TASK STATEMENT: Your task is to copy all of the data exactly.
== RECORDS ==
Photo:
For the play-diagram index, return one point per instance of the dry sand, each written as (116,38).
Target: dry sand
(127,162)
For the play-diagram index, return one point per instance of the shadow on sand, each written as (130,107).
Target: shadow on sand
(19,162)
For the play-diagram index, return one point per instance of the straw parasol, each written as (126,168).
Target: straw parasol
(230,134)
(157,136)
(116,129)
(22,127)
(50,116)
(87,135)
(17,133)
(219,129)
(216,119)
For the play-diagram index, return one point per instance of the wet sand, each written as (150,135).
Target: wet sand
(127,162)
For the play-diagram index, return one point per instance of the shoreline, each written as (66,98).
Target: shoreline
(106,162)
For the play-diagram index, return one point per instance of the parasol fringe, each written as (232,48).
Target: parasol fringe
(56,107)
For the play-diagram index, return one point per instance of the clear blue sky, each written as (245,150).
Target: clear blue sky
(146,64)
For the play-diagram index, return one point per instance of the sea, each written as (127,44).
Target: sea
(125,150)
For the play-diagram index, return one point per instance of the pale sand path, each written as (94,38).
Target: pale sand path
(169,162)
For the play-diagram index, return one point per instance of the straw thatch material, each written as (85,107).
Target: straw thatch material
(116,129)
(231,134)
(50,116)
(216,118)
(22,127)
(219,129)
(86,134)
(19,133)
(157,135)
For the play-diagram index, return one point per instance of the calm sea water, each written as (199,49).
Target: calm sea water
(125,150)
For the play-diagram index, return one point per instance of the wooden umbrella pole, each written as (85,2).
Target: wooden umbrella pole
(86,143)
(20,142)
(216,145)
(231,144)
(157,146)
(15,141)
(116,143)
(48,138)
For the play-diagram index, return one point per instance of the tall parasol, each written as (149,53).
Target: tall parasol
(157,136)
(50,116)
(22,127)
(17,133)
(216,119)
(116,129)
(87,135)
===
EXERCISE RESPONSE:
Photo:
For the play-diagram index, return one point per instance of the dry sand, each written as (116,38).
Target: dry sand
(127,162)
For the play-diagram index, return one point per instance of the shadow on sand, each written as (130,107).
Target: shadow on sand
(19,162)
For the play-diagram index, return one point per instance of the straw parasol, each written as (126,168).
Target: straw parasol
(230,134)
(157,136)
(116,129)
(22,127)
(50,116)
(87,135)
(17,133)
(219,129)
(216,119)
For the play-diagram index, return one point per instance of the wet sand, each written as (150,135).
Target: wet sand
(127,162)
For the play-diagram index, return one point per instance of the shoreline, each written as (66,98).
Target: shoreline
(106,162)
For the play-diagram index, return one point per instance of the parasol fringe, each written as (232,48).
Target: parasol fringe
(56,107)
For the play-diagram index, return one point per instance of the clear blue sky, each written as (245,150).
Target: clear blue sky
(146,64)
For the play-diagram index, return one point per instance of the sea, each written as (127,44).
Target: sea
(125,150)
For the play-diagram index, return one point per instance of the pale sand path, each written as (94,38).
Target: pale sand path
(169,162)
For the play-diagram index, return one point per instance of the straw thatch material, each written as (85,107).
Target: straw thatch material
(116,129)
(231,134)
(50,116)
(216,118)
(22,127)
(219,129)
(86,134)
(19,133)
(157,135)
For the play-diagram index, return one point per instance of the calm sea water, each written as (199,49).
Target: calm sea water
(125,150)
For the play-diagram index, return one point per instance of the wooden umbrella pole, each written as (85,2).
Target: wooden umbrella pole
(86,143)
(20,142)
(216,145)
(231,144)
(157,146)
(15,141)
(116,143)
(48,138)
For the play-diagram index, return one point per instance of the tall parasol, each written as (149,53).
Target: tall parasol
(157,136)
(50,116)
(22,127)
(17,133)
(216,119)
(116,129)
(87,135)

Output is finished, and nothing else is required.